(Records from a collection)
==============================

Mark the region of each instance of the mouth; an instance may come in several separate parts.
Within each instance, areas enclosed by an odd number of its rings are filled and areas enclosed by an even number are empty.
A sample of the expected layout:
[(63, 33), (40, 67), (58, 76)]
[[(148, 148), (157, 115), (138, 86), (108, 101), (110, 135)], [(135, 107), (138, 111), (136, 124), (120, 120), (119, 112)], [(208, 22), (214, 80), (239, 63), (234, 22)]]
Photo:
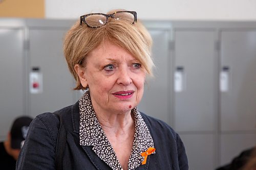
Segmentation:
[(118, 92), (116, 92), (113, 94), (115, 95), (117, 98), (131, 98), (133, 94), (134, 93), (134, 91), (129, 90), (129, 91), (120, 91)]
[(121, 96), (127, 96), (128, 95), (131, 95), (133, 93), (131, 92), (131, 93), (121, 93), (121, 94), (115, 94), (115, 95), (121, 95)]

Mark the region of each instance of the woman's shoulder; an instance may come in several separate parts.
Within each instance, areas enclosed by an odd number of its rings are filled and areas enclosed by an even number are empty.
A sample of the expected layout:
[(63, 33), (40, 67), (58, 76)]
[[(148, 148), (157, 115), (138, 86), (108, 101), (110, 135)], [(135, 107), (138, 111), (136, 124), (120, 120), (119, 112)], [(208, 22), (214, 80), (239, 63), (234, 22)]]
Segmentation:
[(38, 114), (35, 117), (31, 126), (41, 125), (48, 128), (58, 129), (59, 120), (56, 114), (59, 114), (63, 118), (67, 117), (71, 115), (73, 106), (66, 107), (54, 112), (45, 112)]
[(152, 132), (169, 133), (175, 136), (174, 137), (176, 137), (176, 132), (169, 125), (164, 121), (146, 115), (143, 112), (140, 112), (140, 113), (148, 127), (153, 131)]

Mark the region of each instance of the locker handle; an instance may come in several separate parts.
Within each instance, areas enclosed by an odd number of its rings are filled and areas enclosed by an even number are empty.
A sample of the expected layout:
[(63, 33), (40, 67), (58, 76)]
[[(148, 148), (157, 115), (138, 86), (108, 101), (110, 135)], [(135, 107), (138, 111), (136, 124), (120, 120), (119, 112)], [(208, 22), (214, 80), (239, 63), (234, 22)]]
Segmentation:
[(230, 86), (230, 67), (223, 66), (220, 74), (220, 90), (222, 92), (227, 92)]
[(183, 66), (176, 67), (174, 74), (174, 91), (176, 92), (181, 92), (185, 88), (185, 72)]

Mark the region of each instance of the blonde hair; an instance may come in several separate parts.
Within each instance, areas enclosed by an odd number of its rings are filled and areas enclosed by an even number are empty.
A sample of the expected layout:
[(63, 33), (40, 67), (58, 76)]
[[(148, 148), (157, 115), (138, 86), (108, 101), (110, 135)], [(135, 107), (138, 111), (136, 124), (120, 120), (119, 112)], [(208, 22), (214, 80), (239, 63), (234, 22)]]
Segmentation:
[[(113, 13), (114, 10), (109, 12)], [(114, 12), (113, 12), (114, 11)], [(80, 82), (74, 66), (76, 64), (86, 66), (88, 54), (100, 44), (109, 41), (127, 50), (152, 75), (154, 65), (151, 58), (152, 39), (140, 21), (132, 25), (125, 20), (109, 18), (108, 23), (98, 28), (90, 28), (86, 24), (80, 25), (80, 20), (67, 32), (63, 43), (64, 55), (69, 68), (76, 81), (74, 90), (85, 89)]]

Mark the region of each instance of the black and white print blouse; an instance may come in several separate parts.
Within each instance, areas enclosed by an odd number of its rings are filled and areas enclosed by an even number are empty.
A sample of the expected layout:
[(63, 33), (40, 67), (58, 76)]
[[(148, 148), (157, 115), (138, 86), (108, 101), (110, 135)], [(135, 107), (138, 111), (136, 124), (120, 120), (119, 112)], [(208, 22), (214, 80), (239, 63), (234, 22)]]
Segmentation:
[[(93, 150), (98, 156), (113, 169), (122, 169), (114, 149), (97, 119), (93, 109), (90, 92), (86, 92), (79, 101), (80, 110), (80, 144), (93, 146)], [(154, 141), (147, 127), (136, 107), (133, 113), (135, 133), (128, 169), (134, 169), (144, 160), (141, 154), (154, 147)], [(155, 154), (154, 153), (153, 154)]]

==============================

Aim of the exercise:
Express every line of the entries above as a Markdown table with a "Number" column holding the row number and a "Content" column holding the line, skipping blank lines. Leave the picture out of the table.

The output:
| Number | Content |
|---|---|
| 1 | Mark the region of each instance of the mouth; an instance may come in several separate parts. |
| 2 | Within each instance, areas enclosed by an odd number of its rings are filled and areas enclosed by an even number are empty. |
| 3 | A sample of the expected layout: |
| 4 | [(63, 33), (40, 67), (58, 76)] |
| 5 | [[(148, 148), (157, 115), (138, 86), (108, 101), (110, 135)], [(135, 107), (138, 111), (136, 124), (120, 120), (119, 112)], [(208, 22), (214, 80), (239, 63), (234, 22)]] |
| 6 | Photo: |
| 7 | Segmentation: |
| 8 | [(118, 92), (116, 92), (113, 94), (115, 95), (117, 98), (131, 98), (133, 94), (134, 93), (134, 91), (129, 90), (129, 91), (120, 91)] |
| 9 | [(121, 96), (127, 96), (128, 95), (131, 95), (133, 93), (131, 92), (131, 93), (121, 93), (121, 94), (115, 94), (115, 95), (121, 95)] |
| 10 | Mark the region of each instance of the woman's shoulder; an instance may come in several separate parts. |
| 11 | Within each instance, areas enclosed by an odd number of its rings are filled and areas enclosed by an even number are empty. |
| 12 | A sample of the expected layout: |
| 13 | [(63, 33), (40, 67), (58, 76)] |
| 14 | [[(148, 148), (157, 115), (138, 86), (108, 101), (110, 135)], [(135, 107), (138, 111), (136, 124), (120, 120), (119, 112)], [(208, 22), (214, 80), (239, 63), (234, 22)]] |
| 15 | Segmentation: |
| 16 | [(38, 114), (35, 117), (31, 126), (41, 125), (48, 128), (58, 129), (59, 120), (56, 114), (59, 114), (63, 118), (67, 117), (71, 115), (73, 106), (66, 107), (54, 112), (45, 112)] |
| 17 | [(152, 132), (169, 133), (175, 136), (174, 137), (176, 137), (176, 132), (169, 125), (164, 121), (146, 115), (143, 112), (140, 112), (140, 113), (148, 127), (153, 131)] |
| 18 | Mark the region of each instance of the locker handle; an instance may come in several separate parts. |
| 19 | Within each instance, areas enclosed by an odd number of its rings are filled and areas enclosed by an even number are empty. |
| 20 | A sample of the expected layout: |
| 21 | [(63, 33), (40, 67), (58, 76)] |
| 22 | [[(148, 148), (157, 115), (138, 86), (108, 101), (110, 135)], [(135, 107), (138, 111), (136, 124), (120, 120), (119, 112)], [(208, 22), (214, 80), (239, 63), (234, 22)]] |
| 23 | Segmentation: |
| 24 | [(230, 86), (230, 67), (223, 66), (220, 74), (220, 90), (222, 92), (227, 92)] |
| 25 | [(183, 66), (176, 67), (174, 74), (174, 91), (176, 92), (181, 92), (185, 88), (185, 72)] |
| 26 | Mark the region of each instance of the blonde hair; an instance may come in several separate parts. |
| 27 | Within each instance, areas enclosed by an odd number of its rings are filled and areas enclosed by an even number are empty. |
| 28 | A sample of the expected layout: |
| 29 | [(63, 33), (40, 67), (58, 76)] |
| 30 | [[(148, 148), (157, 115), (138, 86), (108, 101), (110, 135)], [(135, 107), (138, 111), (136, 124), (120, 120), (119, 112)], [(208, 22), (214, 80), (239, 63), (234, 22)]] |
| 31 | Segmentation: |
| 32 | [[(113, 13), (114, 10), (109, 12)], [(114, 12), (113, 12), (114, 11)], [(80, 82), (74, 66), (76, 64), (86, 66), (88, 54), (100, 44), (109, 41), (127, 50), (152, 75), (154, 65), (151, 58), (152, 39), (140, 21), (132, 25), (125, 20), (109, 18), (108, 23), (98, 28), (90, 28), (86, 24), (80, 25), (80, 20), (67, 32), (63, 43), (64, 55), (69, 68), (76, 81), (74, 90), (85, 89)]] |
| 33 | Mark the region of each instance of the black and white print blouse; an instance may come in several separate parts. |
| 34 | Within each instance, areas enclosed by an odd number of its rings are filled and areas enclosed by an even number are empty. |
| 35 | A sample of the expected layout: |
| 36 | [(63, 33), (40, 67), (58, 76)] |
| 37 | [[(148, 148), (157, 115), (138, 86), (108, 101), (110, 135)], [(135, 107), (138, 111), (136, 124), (120, 120), (119, 112)], [(208, 22), (214, 80), (239, 63), (234, 22)]] |
| 38 | Segmentation: |
| 39 | [[(93, 150), (98, 156), (113, 169), (122, 169), (114, 149), (97, 119), (93, 109), (90, 92), (86, 92), (79, 101), (80, 110), (80, 144), (93, 146)], [(154, 141), (147, 127), (136, 107), (133, 113), (135, 133), (128, 169), (134, 169), (144, 160), (141, 154), (154, 147)], [(155, 154), (154, 153), (153, 154)]] |